## Actions to take
1: In the discussion of transaction boundaries, copy the text word for word, beginning at the words "Great point, thanks!" and stopping after the words "of the org.)".
2: In the discussion of transaction boundaries, what does ActiveRecord do with the connection by default?
3: The discussion of transaction boundaries describes one developer in every enterprise dev shop. List everything that developer is said to understand.

## Passage to read
━━━━━━━━

ActiveRecord defaults to giving up the connection after every query, which in a high-traffic webapp, is much less of a footgun.


(No significant experience with either SQLAlchemy or ActiveRecord, but work in Java at a shop that really strongly emphasizes the unit-of-work pattern.)

"give up connection after every query" is, IMO, not _less_ of a footgun, but a _more subtle_ footgun. That is to say, sure, for the most part, it will work ok.

_But when it doesn't_... like when your database goes down for a couple hours, or your rack loses network, or your proxy to whatever cloud provider is running your database, or maybe some other dependency had an outage between the queries... you end up not really knowing what executed and what didn't, with some fraction of your 10k req/sec leaving behind some dangling state -- a partially processed $whatsit -- and no clear/easy way to fix it or even necessarily identify how many $whatsits were affected. At least a few times, I've needed to either wait until records make their way into some OLAP system for offline analysis, or deploy some fixup code, or emulate either/both to fix stuff up after something weird happens.

At least that's what I am constantly afraid of. Do you also worry about this kind of stuff? If not, what prevents it from being a problem in your environment?

Signed,

The guy constantly badgering seemingly everyone about minding their transaction boundaries.


From my experience, there’s always one developer in every enterprise dev shop who understands transaction boundaries, isolation levels, and concurrency/reliability scenarios that do happen....and 10 other devs constantly instilling fear in him/her


But he's not saying "don't use transactions." He's saying "Don't keep your transaction open for your entire user connection for no reason. Close your completed transactions as soon as you can."


Great point, thanks!

Fun story: A coworker and I are in the process of tracking down exactly violations of this in a misbehaving app, due to an accumulation of RPC within transactions across the entire app. (I used to be responsible for it as a greenhorn ~5years ago, but walked away for the last several years to work in a different part of the org.)

━━━━━━━━

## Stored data

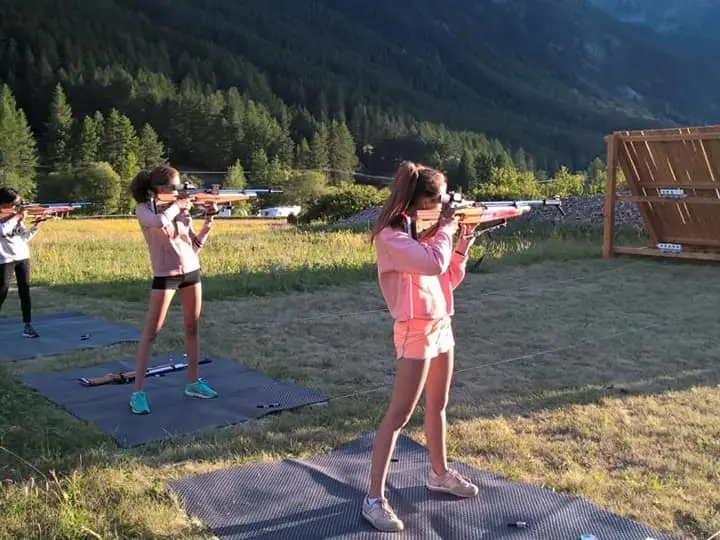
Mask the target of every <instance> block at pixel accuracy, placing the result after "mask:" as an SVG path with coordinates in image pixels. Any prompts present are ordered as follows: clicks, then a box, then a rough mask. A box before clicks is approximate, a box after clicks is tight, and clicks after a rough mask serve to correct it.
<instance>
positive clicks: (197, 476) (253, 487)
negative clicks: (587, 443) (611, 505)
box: [168, 435, 675, 540]
mask: <svg viewBox="0 0 720 540" xmlns="http://www.w3.org/2000/svg"><path fill="white" fill-rule="evenodd" d="M371 450H372V435H367V436H365V437H363V438H360V439H357V440H355V441H353V442H351V443H349V444H347V445H345V446H342V447H340V448H339V449H337V450H335V451H333V452H330V453H328V454H323V455H318V456H314V457H312V458H310V459H308V460H292V459H291V460H285V461H282V462H272V463H259V464H255V465H245V466H241V467H236V468H230V469H223V470H218V471H215V472H211V473H207V474H201V475H197V476H191V477H187V478H183V479H180V480H173V481H171V482H169V483H168V488H169V489H170V490H171V491H173V492H175V493H176V494H177V495H178V497H179V499H180V501H181V504H182V505H183V506H184V507H185V510H186V511H187V512H188V514H190V515H192V516H194V517H196V518H199V519H200V520H202V521H203V523H205V525H206V526H208V527H209V528H210V529H212V533H213V534H214V535H215V536H217V537H218V538H222V539H223V540H226V539H232V540H241V539H249V538H252V539H255V540H280V539H293V540H294V539H303V540H312V539H327V538H332V539H335V540H339V539H342V540H350V539H352V540H360V539H363V540H370V539H378V540H386V539H392V538H403V539H405V540H407V539H413V540H416V539H442V540H449V539H462V540H471V539H472V540H475V539H491V540H501V539H513V540H515V539H518V540H519V539H522V540H529V539H533V540H550V539H551V540H580V536H581V535H582V534H593V535H595V537H596V538H597V539H598V540H610V539H612V540H646V539H657V540H670V539H673V540H675V539H674V537H671V536H667V535H663V534H660V533H657V532H654V531H651V530H650V529H648V528H646V527H644V526H642V525H640V524H638V523H636V522H633V521H630V520H628V519H625V518H622V517H620V516H617V515H615V514H612V513H609V512H606V511H604V510H601V509H599V508H597V507H595V506H593V505H591V504H590V503H588V502H586V501H585V500H583V499H580V498H575V497H569V496H565V495H560V494H556V493H554V492H552V491H549V490H545V489H541V488H539V487H536V486H533V485H528V484H524V483H518V482H514V481H510V480H508V479H505V478H503V477H500V476H498V475H495V474H493V473H490V472H484V471H478V470H475V469H473V468H471V467H469V466H466V465H463V464H454V465H453V467H454V468H455V469H457V470H458V471H459V472H461V473H462V474H464V475H466V476H468V477H469V478H471V479H472V480H473V481H474V482H475V483H476V484H477V485H478V486H479V488H480V493H479V495H478V497H476V498H474V499H458V498H455V497H453V496H451V495H445V494H441V493H436V492H432V491H430V490H428V489H427V488H426V487H425V482H426V479H427V471H428V467H429V463H430V462H429V457H428V453H427V450H426V449H425V448H424V447H423V446H421V445H419V444H417V443H415V442H414V441H413V440H412V439H409V438H407V437H405V436H402V435H401V436H400V437H399V438H398V444H397V447H396V451H395V455H394V456H393V462H391V464H390V472H389V474H388V481H387V496H388V499H389V501H390V504H391V505H393V507H394V509H395V511H396V512H397V513H398V515H399V517H400V519H402V520H403V521H404V522H405V530H404V531H403V532H401V533H397V534H391V533H381V532H379V531H376V530H375V529H373V528H372V526H371V525H370V524H369V523H368V522H367V521H365V519H364V518H363V517H362V515H361V505H362V500H363V497H364V496H365V495H366V493H367V491H366V490H367V486H368V475H369V469H370V454H371ZM517 522H525V523H526V524H527V527H526V528H518V527H511V526H509V523H517Z"/></svg>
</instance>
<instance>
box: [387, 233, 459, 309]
mask: <svg viewBox="0 0 720 540" xmlns="http://www.w3.org/2000/svg"><path fill="white" fill-rule="evenodd" d="M454 230H455V225H453V224H452V222H450V223H448V224H445V225H442V226H440V227H439V229H438V231H437V233H436V234H435V235H434V236H433V237H432V238H431V239H430V240H429V241H428V242H427V244H425V243H421V242H418V241H417V240H415V239H413V238H412V237H411V236H410V235H409V234H408V233H407V232H405V231H403V230H399V229H394V228H392V227H386V228H384V229H383V230H381V231H380V233H378V235H377V236H376V237H375V252H376V253H377V265H378V281H379V284H380V290H381V291H382V294H383V297H384V298H385V302H386V303H387V306H388V309H389V310H390V315H391V316H392V318H393V319H394V320H395V321H406V320H410V319H439V318H442V317H445V316H452V315H454V314H455V306H454V298H453V291H454V290H455V288H456V287H457V286H458V285H459V284H460V283H461V282H462V280H463V279H464V278H465V271H466V266H467V257H465V256H463V255H460V254H459V253H456V252H455V251H454V250H453V243H452V240H453V231H454Z"/></svg>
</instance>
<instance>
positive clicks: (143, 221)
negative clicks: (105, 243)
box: [130, 165, 218, 414]
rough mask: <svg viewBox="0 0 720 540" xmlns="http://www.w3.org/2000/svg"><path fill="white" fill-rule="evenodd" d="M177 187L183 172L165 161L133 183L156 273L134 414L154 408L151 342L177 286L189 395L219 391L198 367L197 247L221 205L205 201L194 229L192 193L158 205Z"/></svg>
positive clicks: (131, 184)
mask: <svg viewBox="0 0 720 540" xmlns="http://www.w3.org/2000/svg"><path fill="white" fill-rule="evenodd" d="M175 186H178V187H179V186H180V174H179V172H178V171H177V170H176V169H174V168H173V167H169V166H165V165H162V166H158V167H155V168H153V169H151V170H143V171H140V172H139V173H138V174H137V175H136V176H135V177H134V178H133V180H132V183H131V185H130V192H131V194H132V197H133V198H134V199H135V201H136V202H137V203H138V205H137V208H136V209H135V215H136V216H137V219H138V222H139V224H140V229H141V230H142V233H143V235H144V237H145V242H146V243H147V247H148V253H149V256H150V264H151V267H152V272H153V280H152V285H151V292H150V303H149V306H148V313H147V319H146V322H145V328H144V329H143V334H142V337H141V339H140V344H139V345H138V349H137V355H136V357H135V388H134V390H133V392H132V393H131V395H130V409H131V411H132V412H133V413H134V414H149V413H150V405H149V403H148V398H147V395H146V393H145V391H144V390H143V384H144V382H145V371H146V369H147V367H148V364H149V363H150V358H151V356H152V354H151V353H152V346H153V343H154V341H155V338H156V337H157V335H158V334H159V333H160V330H161V329H162V326H163V324H164V322H165V317H166V315H167V311H168V308H169V306H170V302H171V301H172V299H173V297H174V296H175V292H176V291H178V293H179V295H180V301H181V303H182V310H183V326H184V329H185V351H186V354H187V360H188V372H187V382H186V384H185V395H187V396H190V397H196V398H203V399H212V398H215V397H217V395H218V394H217V392H216V391H215V390H214V389H213V388H211V387H210V385H209V384H208V382H207V381H205V380H204V379H202V378H200V366H199V361H200V331H199V320H200V311H201V305H202V283H201V278H200V270H201V269H200V258H199V251H200V250H201V249H202V247H203V245H204V244H205V241H206V240H207V237H208V235H209V234H210V230H211V228H212V224H213V214H214V213H216V212H217V205H216V204H215V203H209V204H208V205H206V208H205V210H206V213H205V216H206V217H205V222H204V224H203V227H202V229H201V230H200V232H198V233H197V234H196V233H195V231H194V230H193V227H192V217H191V216H190V209H191V207H192V201H191V200H190V199H189V198H187V197H176V198H175V200H174V201H172V202H171V203H169V204H167V203H166V204H158V200H157V195H158V192H159V190H160V189H162V190H163V191H164V192H165V193H176V194H177V188H176V187H175Z"/></svg>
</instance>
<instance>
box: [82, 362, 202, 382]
mask: <svg viewBox="0 0 720 540" xmlns="http://www.w3.org/2000/svg"><path fill="white" fill-rule="evenodd" d="M210 362H212V360H210V359H209V358H203V359H202V360H200V362H198V363H199V364H209V363H210ZM187 367H188V363H187V362H170V363H168V364H162V365H159V366H155V367H151V368H148V369H146V370H145V377H154V376H159V375H165V374H166V373H171V372H173V371H181V370H183V369H185V368H187ZM136 373H137V372H136V371H135V370H134V369H129V370H127V371H118V372H116V373H108V374H107V375H100V376H99V377H80V378H79V379H78V380H79V381H80V384H82V385H83V386H102V385H104V384H129V383H131V382H133V381H134V380H135V376H136Z"/></svg>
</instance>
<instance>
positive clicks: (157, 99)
mask: <svg viewBox="0 0 720 540" xmlns="http://www.w3.org/2000/svg"><path fill="white" fill-rule="evenodd" d="M591 1H592V2H593V3H594V4H590V3H589V0H482V1H480V0H447V1H444V2H438V1H437V0H403V1H402V2H400V1H388V0H266V1H256V0H204V1H202V2H198V1H196V0H172V1H170V0H66V1H63V2H59V1H58V0H5V1H4V2H3V14H2V17H0V38H1V39H0V82H3V81H5V82H7V83H8V84H9V85H10V86H11V88H12V89H13V91H14V92H15V94H16V95H17V96H18V100H19V102H20V104H21V106H22V107H23V108H24V110H25V111H26V112H27V114H28V117H29V119H30V121H31V123H32V125H33V129H34V130H35V131H36V132H37V133H39V134H41V133H42V132H43V130H44V122H45V120H46V118H47V112H48V109H49V101H50V96H51V90H52V88H53V87H54V85H55V83H56V82H58V81H60V82H62V83H63V85H64V86H65V88H66V90H67V92H68V95H69V96H70V99H71V102H72V105H73V107H74V108H75V110H83V111H89V112H90V113H92V112H93V111H94V110H96V109H98V108H100V109H102V110H105V111H107V110H109V109H110V108H111V107H117V108H118V109H119V110H121V111H123V112H124V111H126V110H130V109H131V108H133V110H132V115H131V118H132V119H133V121H134V122H136V123H137V124H138V125H141V124H142V122H144V121H147V120H148V119H149V120H151V123H152V124H153V125H154V126H155V125H157V126H158V130H159V134H160V136H161V137H162V138H163V139H167V136H168V132H169V131H171V130H172V129H173V127H172V122H171V121H170V119H168V120H167V123H168V127H163V123H164V122H165V119H164V118H162V117H160V119H158V118H151V117H150V116H149V115H151V113H152V114H154V115H156V116H157V115H162V114H163V110H164V109H163V107H164V105H162V103H163V100H164V99H165V98H164V96H166V95H169V94H170V93H172V92H171V90H170V89H169V88H170V87H169V86H168V85H175V86H176V88H186V89H189V88H198V89H203V91H204V92H212V91H215V90H224V89H227V88H229V87H235V88H237V89H238V91H239V92H240V93H241V94H243V95H246V96H248V97H250V98H252V99H253V100H254V101H256V102H258V103H261V104H262V105H264V106H266V107H268V110H269V111H271V112H272V114H273V115H275V117H276V118H277V119H278V121H280V122H281V123H284V124H286V123H287V122H290V129H291V133H292V134H293V135H296V134H298V133H301V132H305V133H309V134H310V135H312V133H313V131H314V130H315V129H316V128H315V126H314V125H313V126H312V129H311V128H302V127H303V126H310V125H311V124H310V123H309V119H308V118H306V116H305V114H306V113H307V114H309V115H311V116H312V118H313V119H315V120H322V119H326V120H327V119H331V118H344V119H345V120H347V123H348V125H349V126H350V127H351V129H352V131H353V136H354V137H355V141H356V142H357V143H358V146H359V147H362V146H364V145H368V144H374V145H377V144H378V143H379V140H380V139H381V138H382V137H387V136H390V135H389V132H387V133H383V131H382V129H378V128H377V126H382V125H384V124H385V123H387V122H386V120H385V119H386V118H392V119H393V120H392V121H393V125H394V126H399V127H397V128H396V129H395V128H394V130H393V133H401V132H403V130H404V129H405V128H404V127H403V126H409V125H413V123H414V122H429V123H430V124H434V125H441V124H442V125H444V126H446V127H448V128H450V129H453V130H458V131H462V130H471V131H475V132H479V133H484V134H486V135H487V136H488V137H490V138H497V139H499V140H500V141H501V142H502V143H503V144H504V145H506V146H507V147H509V148H511V149H512V150H513V151H515V150H517V149H519V148H523V149H524V150H525V151H526V152H527V153H528V154H529V155H531V156H532V157H533V159H534V163H535V164H536V165H538V166H539V167H541V168H550V169H552V168H556V167H557V166H558V165H560V164H563V163H564V164H567V165H569V166H571V167H584V166H586V165H587V163H588V162H589V161H590V160H592V158H593V157H595V156H597V155H603V154H604V141H603V136H604V135H605V134H607V133H609V132H611V131H613V130H616V129H631V128H652V127H660V126H669V125H677V124H680V125H687V124H698V123H709V122H716V121H718V120H719V117H720V108H719V106H720V94H718V92H717V90H716V89H717V88H718V87H720V72H718V71H717V70H715V69H709V68H708V66H714V65H718V60H720V52H718V51H717V50H714V49H712V48H708V47H705V46H700V45H698V44H697V43H694V42H689V41H681V40H678V39H675V38H672V37H667V36H660V35H659V34H657V33H656V32H654V31H653V30H651V29H649V28H647V29H646V28H643V27H640V28H638V27H634V26H631V25H628V24H626V23H624V22H622V21H619V20H618V19H617V18H616V17H614V16H610V15H609V14H608V12H607V11H605V9H608V10H610V9H611V8H612V7H613V6H612V2H611V1H610V0H591ZM652 1H653V2H660V0H652ZM685 1H687V2H691V1H694V2H695V3H697V2H701V1H702V0H685ZM663 2H664V3H666V4H668V5H670V4H677V5H679V4H680V3H679V2H667V1H665V0H663ZM603 3H604V4H605V9H599V7H598V6H600V5H601V4H603ZM636 3H637V4H638V5H640V3H639V0H638V2H636ZM647 3H649V2H645V4H647ZM618 5H620V4H618ZM157 76H161V77H162V78H161V79H159V78H157ZM140 89H142V92H141V90H140ZM173 92H174V91H173ZM139 93H142V95H143V96H144V97H143V99H144V101H143V102H141V103H138V102H137V101H138V99H137V96H138V95H139ZM185 101H187V100H185ZM185 101H183V100H180V101H179V105H178V106H180V107H182V106H184V105H183V103H185ZM288 115H290V118H288ZM298 115H299V116H298ZM197 121H198V122H202V118H201V117H198V120H197ZM369 124H372V125H373V126H376V127H374V128H373V130H372V132H371V134H370V135H368V133H370V132H369V131H368V129H367V128H366V127H364V126H367V125H369ZM301 128H302V129H301ZM203 129H204V128H203ZM208 129H210V128H208ZM392 137H395V135H392ZM421 138H422V137H421ZM294 140H295V143H299V142H300V136H299V135H298V136H294ZM458 159H459V158H458ZM197 165H198V166H203V162H202V161H200V162H198V163H197Z"/></svg>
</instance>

━━━━━━━━

## Responses per task
1:
Great point, thanks!

Fun story: A coworker and I are in the process of tracking down exactly violations of this in a misbehaving app, due to an accumulation of RPC within transactions across the entire app. (I used to be responsible for it as a greenhorn ~5years ago, but walked away for the last several years to work in a different part of the org.)

2: It gives up the connection after every query.

3:
- transaction boundaries
- isolation levels
- concurrency/reliability scenarios that do happen